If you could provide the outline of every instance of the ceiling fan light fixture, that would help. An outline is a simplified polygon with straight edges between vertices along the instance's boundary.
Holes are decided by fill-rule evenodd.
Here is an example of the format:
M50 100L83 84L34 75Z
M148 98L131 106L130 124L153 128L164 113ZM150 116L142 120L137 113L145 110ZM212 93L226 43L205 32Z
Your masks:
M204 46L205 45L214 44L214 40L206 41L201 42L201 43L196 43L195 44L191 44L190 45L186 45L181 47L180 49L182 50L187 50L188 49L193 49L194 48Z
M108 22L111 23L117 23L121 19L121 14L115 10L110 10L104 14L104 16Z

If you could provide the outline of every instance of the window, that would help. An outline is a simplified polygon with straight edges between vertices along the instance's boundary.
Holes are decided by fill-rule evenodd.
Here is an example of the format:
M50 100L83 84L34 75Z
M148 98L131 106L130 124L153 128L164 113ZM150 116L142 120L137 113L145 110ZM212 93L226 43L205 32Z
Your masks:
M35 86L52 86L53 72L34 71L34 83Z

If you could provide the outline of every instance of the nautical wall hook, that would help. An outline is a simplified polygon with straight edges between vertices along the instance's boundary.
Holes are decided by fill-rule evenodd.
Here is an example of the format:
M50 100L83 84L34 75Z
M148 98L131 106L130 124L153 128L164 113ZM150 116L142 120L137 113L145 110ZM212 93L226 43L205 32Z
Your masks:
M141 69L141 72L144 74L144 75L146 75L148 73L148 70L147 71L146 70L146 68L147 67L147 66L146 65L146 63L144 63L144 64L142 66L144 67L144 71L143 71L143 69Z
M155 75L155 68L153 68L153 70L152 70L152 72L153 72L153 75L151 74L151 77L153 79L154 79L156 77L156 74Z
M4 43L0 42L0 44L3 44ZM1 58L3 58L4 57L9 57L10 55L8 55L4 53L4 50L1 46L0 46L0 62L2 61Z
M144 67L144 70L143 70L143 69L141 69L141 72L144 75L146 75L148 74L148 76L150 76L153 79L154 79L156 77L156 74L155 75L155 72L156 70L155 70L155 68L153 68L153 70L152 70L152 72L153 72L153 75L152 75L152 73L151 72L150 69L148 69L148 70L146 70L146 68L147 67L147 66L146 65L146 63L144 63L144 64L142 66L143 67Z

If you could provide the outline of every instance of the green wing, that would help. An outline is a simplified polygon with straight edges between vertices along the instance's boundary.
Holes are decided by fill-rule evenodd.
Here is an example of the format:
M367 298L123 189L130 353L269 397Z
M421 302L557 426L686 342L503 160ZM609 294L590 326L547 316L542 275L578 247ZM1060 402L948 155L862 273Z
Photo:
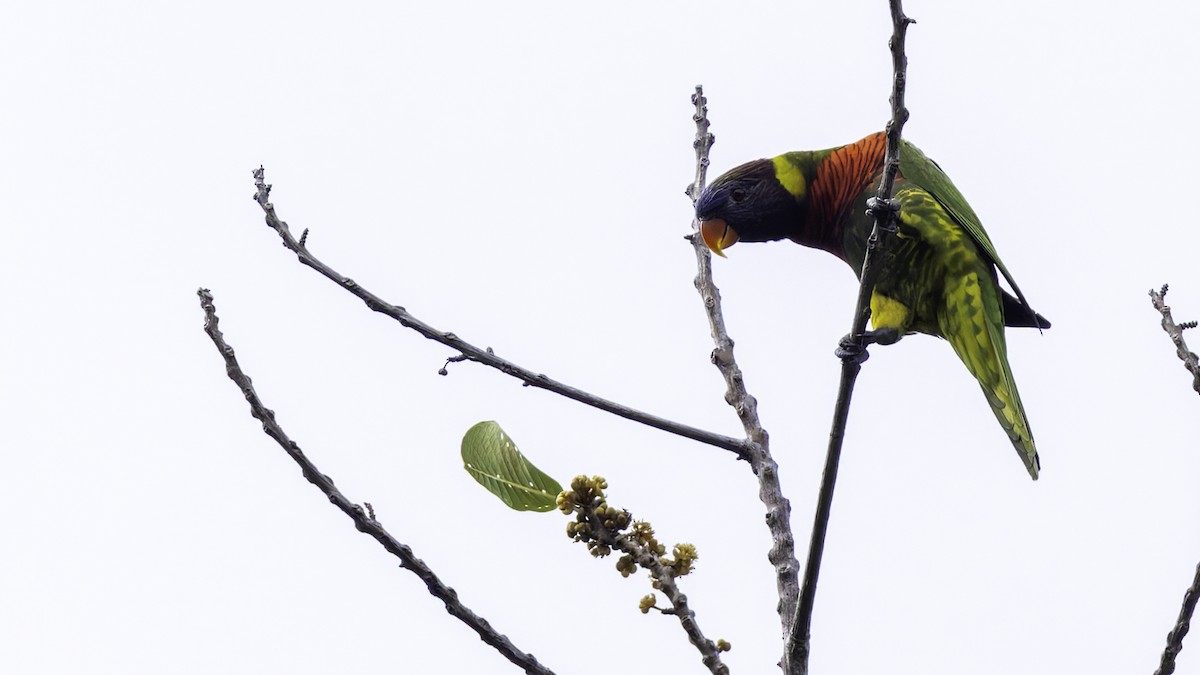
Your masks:
M996 263L996 268L1000 269L1000 274L1004 275L1004 281L1008 281L1008 285L1012 286L1016 299L1032 312L1033 309L1030 307L1028 300L1025 299L1025 293L1021 293L1020 286L1016 285L1008 268L1001 262L1000 255L996 253L996 246L992 245L991 239L988 238L988 233L984 232L983 225L979 222L979 216L967 204L966 198L959 192L959 189L950 183L950 177L946 175L946 172L942 171L942 167L937 166L937 162L926 157L920 151L920 148L907 141L904 141L902 144L904 147L900 150L900 173L904 174L905 179L929 191L942 204L942 208L967 231L967 234L974 239L979 249L991 258L991 262Z

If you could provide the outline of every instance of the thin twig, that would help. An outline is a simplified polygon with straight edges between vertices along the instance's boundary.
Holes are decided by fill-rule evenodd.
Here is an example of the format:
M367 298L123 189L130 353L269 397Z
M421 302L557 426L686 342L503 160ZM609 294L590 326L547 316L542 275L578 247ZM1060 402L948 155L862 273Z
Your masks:
M311 267L330 281L353 293L360 300L366 303L366 305L372 310L394 318L404 328L412 328L430 340L440 342L458 351L466 360L473 360L475 363L494 368L505 375L516 377L517 380L524 382L528 387L546 389L547 392L560 394L568 399L580 401L581 404L594 408L600 408L618 417L631 419L655 429L661 429L668 434L674 434L677 436L683 436L684 438L691 438L692 441L731 450L737 453L739 459L749 459L746 456L749 449L749 443L746 441L722 436L720 434L713 434L712 431L706 431L686 424L679 424L678 422L672 422L670 419L653 416L607 399L601 399L600 396L589 394L582 389L576 389L575 387L564 384L557 380L551 380L545 375L533 372L532 370L521 368L508 359L497 357L491 352L491 350L481 350L466 340L462 340L454 333L438 330L437 328L433 328L432 325L408 313L408 311L400 305L384 301L374 293L359 286L353 279L341 275L325 263L317 259L308 252L308 247L305 244L296 241L296 239L292 235L292 231L288 228L288 223L283 222L275 215L275 207L269 201L271 186L264 181L264 175L265 173L263 167L254 169L254 201L258 202L258 204L263 208L263 211L266 214L266 225L278 233L280 238L283 239L283 245L294 252L302 264ZM307 232L307 229L305 232ZM451 360L461 359L460 357L452 357Z
M305 454L300 450L300 446L295 441L288 438L288 435L283 432L283 429L275 422L275 412L266 408L263 401L259 400L258 394L254 392L253 384L250 382L250 377L242 372L241 366L238 365L238 359L234 356L233 347L230 347L224 341L224 335L217 329L217 310L212 304L212 293L208 288L200 288L197 291L200 297L200 307L204 309L204 331L208 333L209 338L212 339L212 344L217 346L217 351L221 352L222 358L226 362L226 374L229 380L234 381L234 384L241 389L242 395L246 396L246 401L250 402L250 413L263 423L263 431L268 436L275 438L275 441L283 447L283 450L288 453L298 465L300 470L304 471L305 478L310 483L317 486L330 502L342 510L346 515L354 520L354 526L358 527L360 532L374 537L384 549L391 555L400 558L400 566L408 569L413 574L416 574L421 581L425 581L425 586L428 589L430 595L438 598L445 603L446 611L451 616L458 619L466 623L472 631L479 634L479 638L487 643L488 645L496 647L504 658L508 658L514 664L524 669L526 673L538 674L538 675L553 675L553 671L538 663L538 659L533 655L524 653L516 649L511 641L500 633L498 633L492 626L482 617L476 615L474 611L468 609L462 602L458 601L458 595L454 589L446 586L440 579L433 573L428 566L425 565L420 558L413 555L413 550L404 544L397 542L383 525L379 524L374 518L373 508L362 508L359 504L352 502L343 495L336 486L334 486L334 480L320 472ZM370 507L370 504L368 504Z
M604 492L607 486L607 482L600 476L576 476L570 489L558 496L558 509L566 515L575 514L575 521L568 524L568 536L576 542L587 543L588 551L595 557L605 557L613 550L625 554L617 562L622 577L632 574L634 565L649 572L654 587L662 591L671 602L671 608L662 613L679 619L688 640L700 651L701 661L713 675L728 675L730 669L721 663L721 650L716 643L704 637L696 621L696 613L688 604L688 596L676 584L677 577L692 571L695 548L677 545L673 560L665 558L666 546L654 538L650 524L634 521L630 512L613 508ZM626 562L630 565L626 566ZM642 611L647 609L643 608Z
M1158 313L1163 315L1163 330L1171 336L1176 356L1183 362L1183 366L1192 372L1192 388L1196 393L1200 393L1200 359L1196 358L1195 352L1188 350L1188 344L1183 340L1183 331L1188 328L1195 328L1196 322L1175 323L1175 318L1171 317L1171 307L1166 305L1166 283L1158 291L1151 289L1150 301L1158 310ZM1171 673L1175 673L1175 657L1183 650L1183 637L1188 634L1188 628L1192 626L1192 614L1196 609L1198 599L1200 599L1200 565L1196 566L1196 574L1192 580L1192 586L1183 593L1183 607L1180 608L1180 617L1175 622L1175 628L1166 634L1166 649L1163 650L1163 658L1154 675L1171 675Z
M826 531L829 528L829 510L833 506L833 490L838 482L838 462L841 459L841 442L846 435L846 420L850 417L850 400L854 393L854 380L865 360L866 344L863 333L871 313L871 291L878 275L875 259L887 246L889 237L895 232L896 204L892 199L892 187L900 169L900 132L908 120L908 109L904 103L905 78L908 59L905 56L905 34L912 19L904 14L900 0L889 1L892 8L892 119L888 120L888 147L883 159L883 178L869 204L875 225L866 240L866 256L859 275L858 300L854 305L854 319L851 324L850 350L841 351L841 382L838 387L838 402L834 407L833 425L829 430L829 449L826 453L824 472L821 476L821 491L817 495L817 508L814 515L812 536L809 542L809 558L804 567L804 583L800 586L800 599L797 603L796 621L788 637L786 653L786 673L804 675L809 670L809 639L812 626L812 607L817 592L817 577L821 573L821 556L824 552ZM882 235L881 235L882 234ZM844 345L846 347L846 345Z
M1195 328L1196 322L1187 321L1180 324L1175 323L1171 318L1171 307L1166 305L1166 283L1163 285L1160 291L1150 292L1150 301L1154 304L1154 309L1163 315L1163 330L1171 336L1171 342L1175 342L1175 353L1183 362L1183 368L1188 369L1192 374L1192 388L1200 394L1200 359L1196 358L1195 352L1188 350L1188 344L1183 341L1183 330L1188 328Z
M721 652L716 649L716 643L704 637L704 633L700 629L700 623L696 621L696 613L688 605L688 596L676 584L674 572L666 565L662 565L659 556L654 555L653 551L630 534L605 537L602 534L605 532L602 526L590 520L589 522L592 524L593 533L600 540L614 550L629 555L638 567L650 572L650 575L658 583L659 590L662 591L662 595L671 603L671 614L674 614L679 619L679 625L683 627L684 633L688 634L688 640L700 651L701 661L708 668L709 673L713 675L728 675L730 669L721 662ZM606 538L607 540L605 540Z
M704 190L704 177L708 169L708 151L715 138L708 132L708 101L703 86L697 85L691 96L696 107L692 119L696 121L696 179L688 189L692 204ZM695 228L695 223L692 225ZM713 282L713 257L708 246L695 234L691 235L692 249L696 251L696 291L704 300L704 313L708 316L708 328L716 348L712 360L725 377L725 400L733 406L742 420L749 440L748 455L750 467L758 477L758 498L767 507L767 527L770 530L772 546L767 560L775 566L775 585L779 591L779 619L784 634L788 634L796 616L796 597L799 593L796 560L796 539L792 536L792 504L784 497L779 484L779 467L770 456L770 437L758 420L758 401L746 392L742 369L733 358L733 340L725 330L725 316L721 312L721 292Z
M1154 675L1175 673L1175 657L1183 650L1183 635L1188 634L1188 628L1192 626L1192 613L1196 609L1196 599L1200 599L1200 565L1196 566L1196 575L1192 579L1192 586L1183 593L1180 617L1175 622L1175 628L1166 634L1166 649L1163 650L1163 659Z

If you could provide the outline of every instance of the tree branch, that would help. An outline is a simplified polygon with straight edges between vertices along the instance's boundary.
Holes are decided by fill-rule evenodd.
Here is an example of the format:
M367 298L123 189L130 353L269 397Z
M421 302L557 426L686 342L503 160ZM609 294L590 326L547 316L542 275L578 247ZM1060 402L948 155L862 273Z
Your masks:
M892 119L888 120L888 147L883 159L883 178L875 198L868 209L875 216L871 235L866 240L866 256L859 275L858 300L854 304L854 319L850 335L844 340L839 356L841 357L841 382L838 387L838 402L834 407L833 425L829 430L829 449L826 453L824 472L821 476L821 491L817 495L817 509L812 522L812 536L809 542L809 558L804 567L804 583L800 586L800 598L797 604L796 621L788 635L785 653L785 673L806 674L809 670L809 640L812 626L812 605L817 592L817 577L821 573L821 557L824 552L826 531L829 528L829 512L833 506L833 490L838 482L838 462L841 459L841 443L846 435L846 420L850 417L850 401L854 393L854 380L866 360L866 319L871 315L871 292L875 277L878 276L876 259L887 246L889 234L895 233L895 217L899 205L892 199L892 189L900 169L900 132L908 121L908 109L904 103L905 78L908 59L905 56L904 43L908 24L912 19L904 14L900 0L889 0L892 8Z
M1183 362L1183 368L1188 369L1188 372L1192 374L1192 388L1200 394L1200 360L1198 360L1195 352L1188 350L1188 344L1183 341L1183 331L1188 328L1195 328L1196 322L1186 321L1180 324L1175 323L1175 319L1171 318L1171 307L1165 301L1166 289L1166 283L1163 285L1160 291L1156 292L1151 289L1150 301L1163 315L1163 330L1171 336L1171 342L1175 342L1175 353Z
M266 408L263 401L259 400L258 394L254 392L253 384L251 384L250 377L242 372L241 366L238 365L238 359L234 356L233 347L230 347L224 341L224 335L217 328L218 318L216 306L212 304L212 293L208 288L200 288L197 291L200 297L200 307L204 309L204 331L208 333L209 338L212 339L212 344L217 346L217 351L221 352L222 358L226 362L226 374L229 380L233 380L234 384L241 389L242 395L246 396L246 401L250 404L250 413L263 423L263 431L275 438L288 456L290 456L304 472L305 478L310 483L317 486L318 490L325 494L330 502L342 510L346 515L354 520L354 526L358 527L360 532L374 537L384 549L391 555L400 558L400 566L408 569L413 574L416 574L421 581L425 581L425 586L428 589L430 595L438 598L445 603L446 611L451 616L462 621L472 631L479 634L479 638L493 646L498 652L504 655L514 664L524 669L526 673L536 675L553 675L553 671L538 663L538 659L533 655L524 653L516 649L511 641L500 633L498 633L487 620L476 615L474 611L468 609L462 602L458 601L458 595L454 589L446 586L438 579L437 574L430 569L420 558L413 555L413 550L404 544L397 542L383 525L376 520L374 509L364 509L359 504L352 502L343 495L336 486L334 486L334 480L322 473L317 465L310 460L304 452L300 450L300 446L295 441L288 438L288 435L283 432L283 429L275 422L275 412Z
M1166 283L1158 291L1151 289L1150 301L1163 315L1163 330L1171 336L1171 342L1175 342L1175 354L1183 362L1183 366L1192 372L1192 388L1196 393L1200 393L1200 363L1198 363L1195 352L1188 350L1188 344L1183 340L1183 331L1188 328L1195 328L1196 322L1175 323L1175 319L1171 317L1171 307L1166 305ZM1154 671L1154 675L1171 675L1171 673L1175 673L1175 657L1183 650L1183 637L1188 634L1188 629L1192 626L1192 614L1195 613L1198 599L1200 599L1200 565L1196 566L1192 586L1183 593L1183 607L1180 608L1180 617L1175 621L1175 628L1166 634L1166 649L1163 650L1163 658L1159 661L1158 670Z
M1196 575L1192 579L1192 586L1183 593L1180 617L1175 621L1175 628L1166 634L1166 649L1163 650L1163 658L1154 675L1175 673L1175 657L1183 651L1183 637L1188 634L1188 628L1192 626L1192 613L1196 609L1196 599L1200 599L1200 565L1196 566Z
M704 98L703 86L696 86L691 102L696 107L696 113L692 115L696 121L696 141L692 143L696 148L696 179L688 187L688 196L691 197L695 205L700 193L704 190L708 151L715 138L708 132L708 101ZM696 228L695 222L692 228ZM696 251L696 291L704 300L708 328L716 346L713 350L712 362L725 378L725 401L737 412L738 419L742 420L742 428L745 429L749 441L746 454L750 459L750 467L758 477L758 498L767 507L767 527L770 530L773 542L767 560L775 567L775 585L779 590L776 609L786 635L796 615L796 597L799 593L798 571L800 563L796 560L796 539L792 536L792 504L784 497L782 488L779 484L779 466L770 456L770 437L758 420L758 401L746 392L742 369L738 368L738 363L733 358L733 340L725 330L725 315L721 312L721 292L713 282L713 257L700 237L694 233L690 239L692 249Z
M265 172L263 167L254 169L254 201L258 202L258 204L263 208L263 211L266 214L266 225L278 233L280 238L283 239L283 245L294 252L302 264L317 270L334 283L337 283L349 293L353 293L360 300L366 303L366 305L372 310L394 318L404 328L412 328L430 340L440 342L452 350L457 350L461 353L461 357L451 357L450 360L472 360L484 364L486 366L494 368L505 375L516 377L517 380L524 382L527 387L546 389L547 392L553 392L594 408L610 412L617 417L631 419L647 426L653 426L668 434L683 436L684 438L691 438L692 441L698 441L708 446L731 450L736 453L739 459L749 459L749 443L746 441L722 436L720 434L713 434L712 431L706 431L703 429L697 429L695 426L689 426L686 424L653 416L607 399L601 399L600 396L589 394L582 389L576 389L575 387L564 384L556 380L551 380L545 375L533 372L532 370L521 368L510 360L497 357L491 350L481 350L466 340L462 340L454 333L438 330L437 328L433 328L432 325L408 313L408 311L400 305L392 305L384 301L374 293L359 286L353 279L342 276L340 273L310 253L306 245L308 237L307 229L305 229L300 235L299 241L292 237L292 231L288 228L288 223L283 222L275 215L275 207L269 201L271 186L264 181L264 175Z
M677 577L692 571L695 546L677 544L673 560L665 557L666 546L654 537L654 528L649 522L634 521L628 510L608 504L604 494L607 486L607 482L600 476L577 476L571 480L570 489L558 496L558 509L568 515L575 514L575 521L566 526L568 536L576 542L587 543L588 551L594 557L605 557L613 550L625 554L617 562L617 571L622 577L632 574L635 566L649 572L654 587L662 591L671 602L671 609L664 610L664 614L673 614L679 619L679 626L700 651L701 661L709 673L728 675L728 667L721 662L721 649L704 637L696 621L696 613L688 604L688 596L676 584ZM643 604L643 614L653 604L653 598L649 605Z

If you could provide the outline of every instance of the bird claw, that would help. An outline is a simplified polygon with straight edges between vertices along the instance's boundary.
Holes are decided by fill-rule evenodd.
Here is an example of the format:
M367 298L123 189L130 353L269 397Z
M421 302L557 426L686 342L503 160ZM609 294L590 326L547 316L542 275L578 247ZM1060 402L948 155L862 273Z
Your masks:
M862 365L863 362L871 357L871 354L866 353L866 342L856 339L853 335L845 335L841 340L838 340L838 348L833 353L844 362L858 365Z

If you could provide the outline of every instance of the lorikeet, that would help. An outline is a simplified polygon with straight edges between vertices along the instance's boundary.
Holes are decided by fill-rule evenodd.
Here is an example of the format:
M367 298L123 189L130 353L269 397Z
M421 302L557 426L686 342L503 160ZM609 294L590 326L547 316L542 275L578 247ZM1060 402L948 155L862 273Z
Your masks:
M859 274L874 222L866 201L878 186L886 143L875 133L730 171L696 202L704 244L724 256L737 241L791 239L829 251ZM890 344L908 333L947 339L1036 480L1038 452L1008 366L1004 327L1050 322L1030 307L949 177L908 142L893 198L900 205L899 239L880 261L869 340ZM997 269L1015 298L1000 287Z

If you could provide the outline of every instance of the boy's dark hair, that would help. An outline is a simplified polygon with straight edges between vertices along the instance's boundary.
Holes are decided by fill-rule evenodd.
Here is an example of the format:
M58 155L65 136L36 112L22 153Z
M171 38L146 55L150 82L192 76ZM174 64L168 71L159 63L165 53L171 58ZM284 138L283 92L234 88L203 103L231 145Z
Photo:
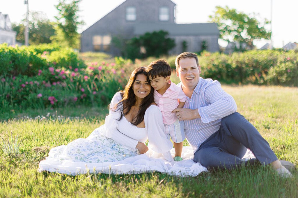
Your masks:
M160 59L151 62L146 68L146 72L152 78L157 76L165 78L171 76L172 69L167 62Z

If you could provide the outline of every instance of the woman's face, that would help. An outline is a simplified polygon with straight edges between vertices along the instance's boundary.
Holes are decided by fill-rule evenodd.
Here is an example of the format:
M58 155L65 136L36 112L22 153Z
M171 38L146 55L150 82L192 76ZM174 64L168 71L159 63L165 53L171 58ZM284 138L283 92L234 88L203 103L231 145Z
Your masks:
M132 88L137 98L142 99L149 95L151 85L147 80L147 76L144 74L138 74L133 84Z

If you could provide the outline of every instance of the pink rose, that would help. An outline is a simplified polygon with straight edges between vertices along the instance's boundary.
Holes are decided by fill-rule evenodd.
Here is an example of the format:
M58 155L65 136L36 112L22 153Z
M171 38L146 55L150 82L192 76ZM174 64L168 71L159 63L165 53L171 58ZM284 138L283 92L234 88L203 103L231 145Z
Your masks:
M81 96L81 98L82 99L83 99L83 98L85 98L87 96L87 95L86 95L85 94L82 94L82 95Z
M54 72L54 70L55 70L55 68L54 67L50 67L49 68L49 70L50 71L50 72L51 73L52 73Z

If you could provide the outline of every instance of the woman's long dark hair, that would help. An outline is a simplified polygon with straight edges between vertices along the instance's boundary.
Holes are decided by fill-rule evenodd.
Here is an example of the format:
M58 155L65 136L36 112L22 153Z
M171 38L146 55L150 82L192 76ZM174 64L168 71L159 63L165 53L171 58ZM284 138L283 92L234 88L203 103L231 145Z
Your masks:
M147 80L148 83L150 83L149 78L145 70L145 67L140 67L134 70L131 73L129 80L125 86L124 91L120 91L122 99L115 105L114 109L112 110L114 111L120 111L121 113L121 117L119 118L119 120L122 118L123 115L125 115L128 114L131 109L131 107L135 104L136 101L136 95L134 93L134 90L132 88L133 85L136 80L137 76L139 74L144 74L147 77ZM135 119L135 118L133 118L133 121L131 123L132 124L137 125L144 119L145 112L146 110L154 101L153 97L153 88L151 87L149 94L143 99L141 102L139 111L136 115L136 119L134 121Z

» **WHAT IS NEEDED**:
Repeat word for word each line from the one with "the woman's long" to the end of the records above, inclusive.

» **SOLUTION TO THIS EXERCISE**:
If you could provide the outline of every instance of the woman's long dark hair, that would help. An outline is a simplified polygon with straight edges between vertices along the instance's boundary.
Holes are decided by fill-rule evenodd.
Here is an example of the format:
M58 155L65 136L36 112L22 153Z
M171 38L146 55L150 82L192 76ZM174 64L168 71L159 63L165 53L171 58ZM284 138L283 92L234 88L203 103L231 145Z
Your masks:
M147 80L148 83L150 83L149 78L145 70L145 67L140 67L134 70L131 73L129 80L125 86L124 91L120 91L122 99L115 105L114 109L112 110L114 111L120 111L121 113L121 117L119 118L119 120L122 118L123 115L125 115L128 114L131 109L131 107L135 104L136 101L136 95L134 93L134 90L132 88L133 85L136 80L137 76L139 74L144 74L147 77ZM135 119L135 118L133 118L133 121L131 123L132 124L137 125L144 119L145 112L146 110L154 101L153 97L153 88L151 87L149 94L143 99L141 102L139 111L136 115L136 119L134 121Z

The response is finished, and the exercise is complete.